==== LISTED ENTRIES
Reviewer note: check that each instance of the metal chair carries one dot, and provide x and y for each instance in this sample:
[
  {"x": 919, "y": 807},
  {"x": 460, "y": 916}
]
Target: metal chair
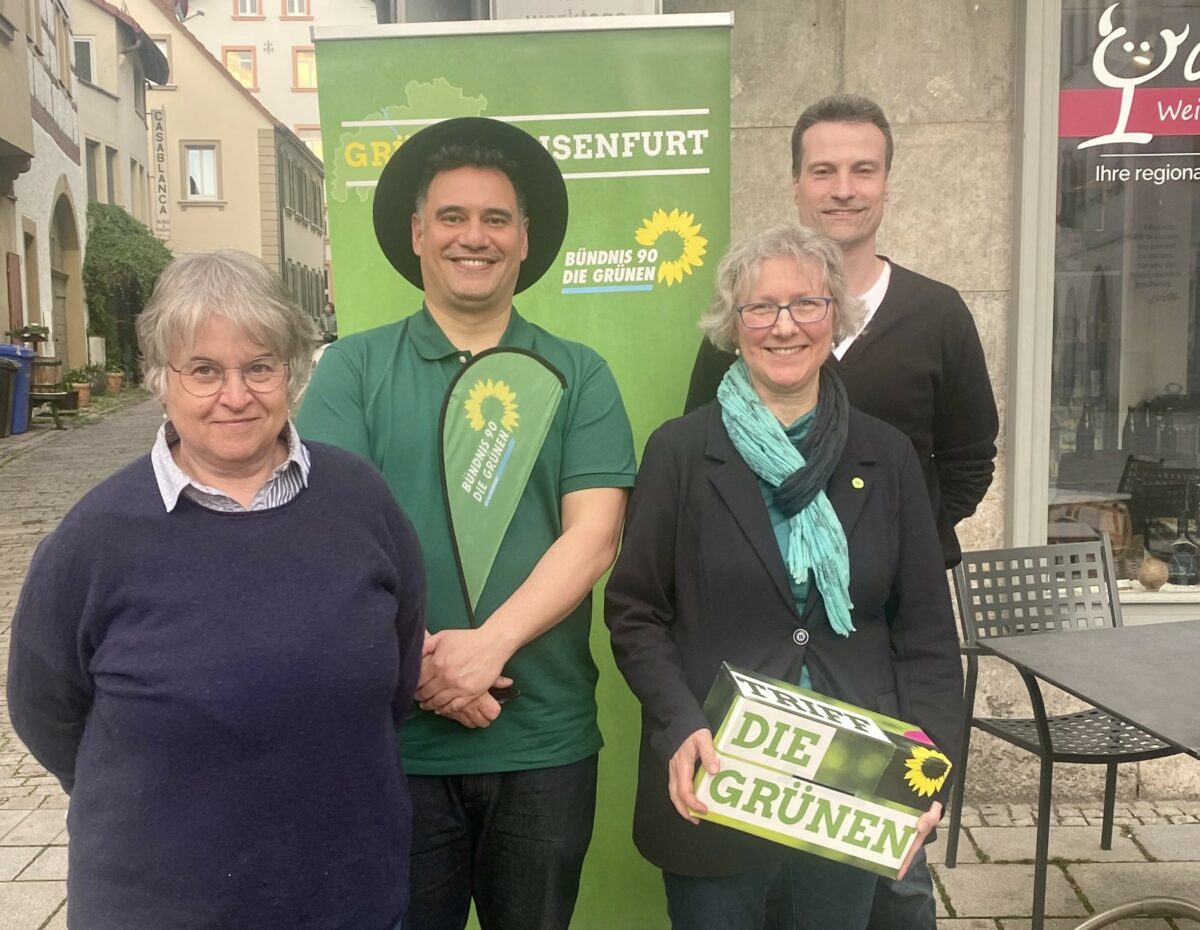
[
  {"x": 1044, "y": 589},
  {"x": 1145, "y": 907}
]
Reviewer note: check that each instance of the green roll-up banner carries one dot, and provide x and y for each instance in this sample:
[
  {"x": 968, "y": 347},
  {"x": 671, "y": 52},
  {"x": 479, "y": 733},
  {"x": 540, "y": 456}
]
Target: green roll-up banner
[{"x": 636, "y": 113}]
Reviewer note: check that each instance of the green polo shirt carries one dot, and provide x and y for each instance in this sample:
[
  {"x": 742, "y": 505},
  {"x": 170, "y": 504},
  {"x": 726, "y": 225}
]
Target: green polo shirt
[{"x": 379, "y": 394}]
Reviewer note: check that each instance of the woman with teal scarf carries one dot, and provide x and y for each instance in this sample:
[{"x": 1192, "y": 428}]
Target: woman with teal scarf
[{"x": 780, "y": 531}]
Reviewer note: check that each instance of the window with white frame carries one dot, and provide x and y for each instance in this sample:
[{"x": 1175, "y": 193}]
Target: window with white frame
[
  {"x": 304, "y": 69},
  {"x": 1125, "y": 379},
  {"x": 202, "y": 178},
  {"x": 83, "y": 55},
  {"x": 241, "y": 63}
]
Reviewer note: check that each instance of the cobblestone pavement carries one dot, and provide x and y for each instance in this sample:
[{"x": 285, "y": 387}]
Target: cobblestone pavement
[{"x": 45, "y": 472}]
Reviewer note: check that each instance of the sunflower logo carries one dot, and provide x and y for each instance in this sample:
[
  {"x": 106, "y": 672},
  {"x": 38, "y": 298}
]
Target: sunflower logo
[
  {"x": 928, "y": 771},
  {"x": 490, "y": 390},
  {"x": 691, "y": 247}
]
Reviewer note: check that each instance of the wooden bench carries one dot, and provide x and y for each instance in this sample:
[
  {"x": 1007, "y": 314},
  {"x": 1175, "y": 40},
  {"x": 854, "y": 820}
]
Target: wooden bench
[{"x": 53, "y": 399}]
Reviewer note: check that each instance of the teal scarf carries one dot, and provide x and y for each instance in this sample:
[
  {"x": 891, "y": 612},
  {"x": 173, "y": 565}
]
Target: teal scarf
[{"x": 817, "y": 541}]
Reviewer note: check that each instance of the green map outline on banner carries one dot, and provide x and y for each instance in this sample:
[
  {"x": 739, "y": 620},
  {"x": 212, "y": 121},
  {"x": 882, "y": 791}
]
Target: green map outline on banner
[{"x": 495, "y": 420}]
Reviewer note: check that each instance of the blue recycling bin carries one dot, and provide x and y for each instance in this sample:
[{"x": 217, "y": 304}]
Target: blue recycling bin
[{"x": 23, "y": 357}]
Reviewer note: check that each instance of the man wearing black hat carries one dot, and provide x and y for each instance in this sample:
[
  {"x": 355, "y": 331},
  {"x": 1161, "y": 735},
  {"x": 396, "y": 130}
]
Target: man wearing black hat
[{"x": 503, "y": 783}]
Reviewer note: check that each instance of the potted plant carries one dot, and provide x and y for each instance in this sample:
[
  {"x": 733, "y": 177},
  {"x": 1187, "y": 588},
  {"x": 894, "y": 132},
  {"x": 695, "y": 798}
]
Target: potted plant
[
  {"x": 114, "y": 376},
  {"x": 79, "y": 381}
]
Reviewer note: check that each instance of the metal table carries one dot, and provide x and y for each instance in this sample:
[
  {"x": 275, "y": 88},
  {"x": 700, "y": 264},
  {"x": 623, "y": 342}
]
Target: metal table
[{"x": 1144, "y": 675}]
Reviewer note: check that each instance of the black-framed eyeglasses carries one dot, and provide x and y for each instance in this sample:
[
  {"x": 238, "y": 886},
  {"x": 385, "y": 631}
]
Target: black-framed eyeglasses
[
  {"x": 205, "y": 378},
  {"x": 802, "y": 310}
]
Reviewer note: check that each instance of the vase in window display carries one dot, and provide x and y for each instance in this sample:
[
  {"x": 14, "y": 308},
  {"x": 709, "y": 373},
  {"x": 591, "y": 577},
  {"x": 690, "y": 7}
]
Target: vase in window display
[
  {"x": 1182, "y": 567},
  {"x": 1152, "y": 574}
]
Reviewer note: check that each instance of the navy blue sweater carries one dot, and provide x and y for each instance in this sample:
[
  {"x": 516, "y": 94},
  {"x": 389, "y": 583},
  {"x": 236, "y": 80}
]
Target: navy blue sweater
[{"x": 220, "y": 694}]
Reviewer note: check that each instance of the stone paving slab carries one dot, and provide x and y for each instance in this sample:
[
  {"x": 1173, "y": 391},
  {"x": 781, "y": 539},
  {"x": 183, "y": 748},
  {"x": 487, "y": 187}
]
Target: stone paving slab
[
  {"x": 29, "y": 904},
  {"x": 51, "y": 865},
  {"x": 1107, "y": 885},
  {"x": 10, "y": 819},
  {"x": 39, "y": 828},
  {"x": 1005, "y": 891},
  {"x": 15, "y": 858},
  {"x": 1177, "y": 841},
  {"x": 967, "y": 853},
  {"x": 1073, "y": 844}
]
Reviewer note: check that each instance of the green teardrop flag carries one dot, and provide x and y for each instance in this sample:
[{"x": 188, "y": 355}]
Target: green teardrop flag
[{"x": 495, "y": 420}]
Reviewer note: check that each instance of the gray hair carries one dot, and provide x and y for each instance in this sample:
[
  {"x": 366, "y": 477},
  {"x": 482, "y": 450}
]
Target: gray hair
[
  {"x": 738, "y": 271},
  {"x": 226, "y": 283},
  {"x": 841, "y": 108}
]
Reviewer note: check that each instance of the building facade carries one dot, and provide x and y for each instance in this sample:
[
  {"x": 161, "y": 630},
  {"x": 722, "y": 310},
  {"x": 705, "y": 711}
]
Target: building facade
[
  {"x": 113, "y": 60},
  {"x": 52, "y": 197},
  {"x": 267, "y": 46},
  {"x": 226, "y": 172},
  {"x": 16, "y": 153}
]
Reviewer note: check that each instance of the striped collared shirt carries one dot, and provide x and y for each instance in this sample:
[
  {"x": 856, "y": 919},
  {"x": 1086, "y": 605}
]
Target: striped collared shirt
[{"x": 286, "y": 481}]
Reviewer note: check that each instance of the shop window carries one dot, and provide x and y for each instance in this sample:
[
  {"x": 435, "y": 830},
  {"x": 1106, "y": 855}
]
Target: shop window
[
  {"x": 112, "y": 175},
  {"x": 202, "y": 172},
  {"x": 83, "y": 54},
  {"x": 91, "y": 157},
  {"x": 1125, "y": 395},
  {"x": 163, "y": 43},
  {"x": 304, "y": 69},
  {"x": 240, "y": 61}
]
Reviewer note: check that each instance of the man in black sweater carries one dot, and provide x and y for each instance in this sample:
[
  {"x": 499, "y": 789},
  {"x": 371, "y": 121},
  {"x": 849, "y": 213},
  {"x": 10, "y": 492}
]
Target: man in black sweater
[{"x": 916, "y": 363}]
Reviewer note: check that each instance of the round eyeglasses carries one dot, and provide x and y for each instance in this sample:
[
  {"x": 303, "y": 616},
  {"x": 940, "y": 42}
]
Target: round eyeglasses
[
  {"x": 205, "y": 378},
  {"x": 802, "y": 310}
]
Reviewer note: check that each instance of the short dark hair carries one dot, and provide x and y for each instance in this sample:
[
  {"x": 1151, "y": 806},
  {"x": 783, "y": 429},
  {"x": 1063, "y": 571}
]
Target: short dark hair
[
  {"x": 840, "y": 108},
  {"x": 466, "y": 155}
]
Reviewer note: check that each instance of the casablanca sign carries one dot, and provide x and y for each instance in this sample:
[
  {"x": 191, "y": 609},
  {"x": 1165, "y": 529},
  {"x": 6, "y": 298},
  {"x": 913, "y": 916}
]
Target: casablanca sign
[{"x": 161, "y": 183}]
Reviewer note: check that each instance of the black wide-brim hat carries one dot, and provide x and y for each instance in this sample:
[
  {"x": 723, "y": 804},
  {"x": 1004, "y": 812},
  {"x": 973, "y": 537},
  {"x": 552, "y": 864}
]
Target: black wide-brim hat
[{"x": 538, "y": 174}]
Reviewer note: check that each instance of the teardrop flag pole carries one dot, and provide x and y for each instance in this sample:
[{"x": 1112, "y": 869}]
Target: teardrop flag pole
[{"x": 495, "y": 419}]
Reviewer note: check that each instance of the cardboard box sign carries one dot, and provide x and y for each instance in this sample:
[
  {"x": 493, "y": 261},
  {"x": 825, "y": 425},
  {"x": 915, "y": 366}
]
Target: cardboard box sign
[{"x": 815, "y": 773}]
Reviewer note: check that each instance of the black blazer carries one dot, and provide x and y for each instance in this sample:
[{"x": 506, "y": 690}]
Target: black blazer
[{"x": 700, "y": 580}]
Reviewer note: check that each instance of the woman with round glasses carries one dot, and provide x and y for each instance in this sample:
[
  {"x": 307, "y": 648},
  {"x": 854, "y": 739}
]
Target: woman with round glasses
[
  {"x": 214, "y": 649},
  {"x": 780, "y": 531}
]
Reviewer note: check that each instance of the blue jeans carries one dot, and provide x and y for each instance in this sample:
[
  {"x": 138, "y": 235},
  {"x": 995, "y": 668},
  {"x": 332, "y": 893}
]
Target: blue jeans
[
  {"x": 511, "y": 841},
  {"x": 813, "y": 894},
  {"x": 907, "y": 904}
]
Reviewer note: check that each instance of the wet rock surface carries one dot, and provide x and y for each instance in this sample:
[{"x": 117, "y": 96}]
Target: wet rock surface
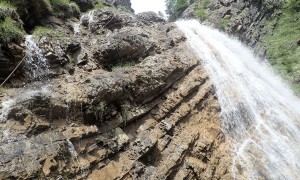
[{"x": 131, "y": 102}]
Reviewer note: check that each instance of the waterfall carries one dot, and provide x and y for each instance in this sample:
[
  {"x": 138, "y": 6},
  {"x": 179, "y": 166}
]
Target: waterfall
========
Rewrite the data from the line that contains "Reviewer note: check that each instance of the black blazer" through the end, renaming "blue jeans" to "dark denim trousers" and leaving everything else unchanged. Leave the pictures out of your answer.

THE RESULT ->
Reviewer note: check that each instance of the black blazer carries one dot, and provide x and y for each instance in this sample:
[{"x": 506, "y": 690}]
Target: black blazer
[{"x": 700, "y": 580}]
Reviewer note: check that each instance of the woman with round glasses carries one dot, and provide x and y for each instance in this sample:
[
  {"x": 307, "y": 648},
  {"x": 854, "y": 739}
]
Target: woman with round glasses
[
  {"x": 214, "y": 649},
  {"x": 780, "y": 531}
]
Reviewer note: check that each instance of the dark denim trousers carries one dot, and provide x and y for each instance in this sample:
[
  {"x": 138, "y": 235},
  {"x": 995, "y": 668},
  {"x": 332, "y": 893}
]
Target: dark denim trousers
[
  {"x": 511, "y": 841},
  {"x": 813, "y": 894},
  {"x": 907, "y": 904}
]
Reviewer note: check that each instance of the wet rock surface carries one dot, and provide x and y for each instance in this sample:
[{"x": 117, "y": 96}]
Target: wet rock surface
[{"x": 131, "y": 102}]
Reviewer note: check that each instance of the waterfall carries one dot, and provide x and y for each instance in this sample:
[
  {"x": 138, "y": 6},
  {"x": 179, "y": 166}
]
Target: waterfall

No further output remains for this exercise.